> [Text segment]

■ ■ ■ ■ ■ ■ ■

I begin then with an exploration of knowledge and curricula, drawing on the work of Basil Bernstein. Bernstein's work on pedagogy and curricula has been used extensively in academic development work across South African universities.5 In this paper, I argue that the link between IKS and science can and should be explored across all three fields identified in Bernstein's pedagogic device6: the field of production (where knowledge is created, e.g. the research environment), the field of recontextualisation (where the knowledge is packaged for communication, e.g. the development of the curriculum), the field of reproduction (where new knowers are exposed to the packaged knowledge, e.g. the lecture theatre). Work is being done across all of these fields, as is illustrated herein. However, the major focus of this paper is the field of reproduction. In the field of reproduction, I argue that it is necessary to be very clear about the relationship between IKS and Western science in order to communicate well.

 

Approaches

In the intervening period, there have been multiple attempts to respond to the call for decolonisation by recognising South African knowledge in different ways. Some efforts are focused on widening what Bernstein terms the 'field of production'.6 The field of production is the space in which knowledge is produced. The call for decolonisation is understood in a variety of ways, but all include a decentring of Western knowledge. But to de-centre Western knowledge requires the introduction of other knowledges. To achieve this end, some researchers are looking at indigenous knowledge practices and bringing these into public view through the vehicle of peer review publication. Examples of this include Manyevere et al.7 who focused their attention on soil classification amongst Xhosa-speaking people in the Eastern Cape.

A second approach is to facilitate communication and knowledge transfer between academic scientists and local communities. This approach falls under transdisciplinary research approaches. "Transdisciplinary research seeks to integrate diverse knowledge from academic and non-academic actors to co-produce knowledge or solution options while reconciling values and preferences, and creating ownership for problems as well as solutions."8 For example, Cockburn et al.9 focused their attention on isiZulu names for insects found in KwaZulu-Natal in order to facilitate communication between entomologists and the local community. In Bernsteinian6 terms, such efforts would be located in the 'field of recontextualisation' where the knowledge is packaged in ways which can be digested by people in different contexts.

A third approach is to incorporate indigenous knowledge directly into the curriculum. This sits in Bernstein's 'field of reproduction'.6 There are more examples of these interventions in primary and secondary levels. For example, Metaus and Ngcoza10 report on the incorporation of clay pot making by the Ovawambo people into a secondary school science curriculum in Namibia.

 

What is the imperative?

The intention of the inclusion of IKS into science curricula is to valourise these traditional ways of knowing and thereby foreground the wisdom held in the indigenous peoples of South Africa.11 Onwu and Mufundira12 point to the "increase of socio-cultural relevance of science education" (p.230). Naidoo and Vithal, drawing on other studies, note that the inclusion of IKS into the curriculum can provide "motivation and self-esteem; cultural responsiveness and relevance; increased peer interaction, and positive learning experiences" (p.254).11 There certainly is a need to ensure that the classic image of the scientist as a white, heterosexual, cisgendered male no longer prevails. There is also a need to disrupt the notion that science is a body of work produced by dead Europeans.13 It is important that the 'field of production' of science is not falsely constrained to the research product of our higher education institutions. To this end, transdisciplinary research is an important innovation.

■ ■ ■ ■ ■ ■ ■

> [Supplied data]
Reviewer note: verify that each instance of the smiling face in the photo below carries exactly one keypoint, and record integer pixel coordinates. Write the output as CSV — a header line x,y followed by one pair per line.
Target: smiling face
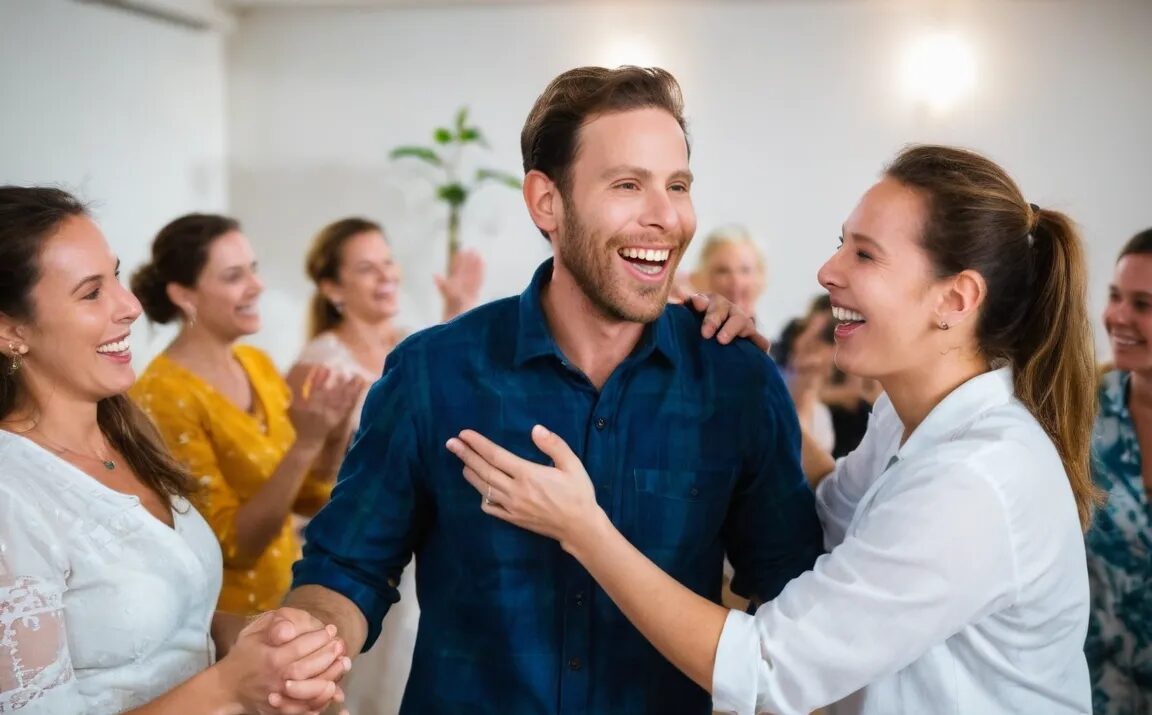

■ ■ ■ ■ ■ ■ ■

> [What is asked]
Proceed with the passage on indigenous knowledge and science curricula, picking up after its final sentence.

> [Output]
However, the inclusion of IKS into a science curriculum must be done with some care. One needs to recognise that the knowledge structures of IKS and Western science are not necessarily the same. Incorporating ethnobotany such as a module on wild edible plants in a botany course14 can be used to show a different kind of classification in a module on plant taxonomy. Nonetheless, it is important to make visible to students the power of the classification system. To fail to point to the distinctions and relative power of different classification systems is a missed opportunity of teaching the way in which botanical knowledge is built. In a similar fashion, the brewing of traditional beer, umqombothi, is a chemical process, but the molecular understanding is not a part of the indigenous knowledge and this needs to be actively connected to chemistry if it is to be incorporated into a science curriculum.15

In order to ensure that IKS is appropriately incorporated into a science curriculum, one must consider the different kinds of knowledge. Carefully thinking this through allows for two important points: (1) We see that IKS and Western science are interrelated but are not the same thing. Careful observation and clear communication are essential to both. (2) We see that Western science in its quest for objectivity and reproducibility has failed to give sufficient attention to the particularity of the person who first develops an experiment to investigate a particular phenomenon.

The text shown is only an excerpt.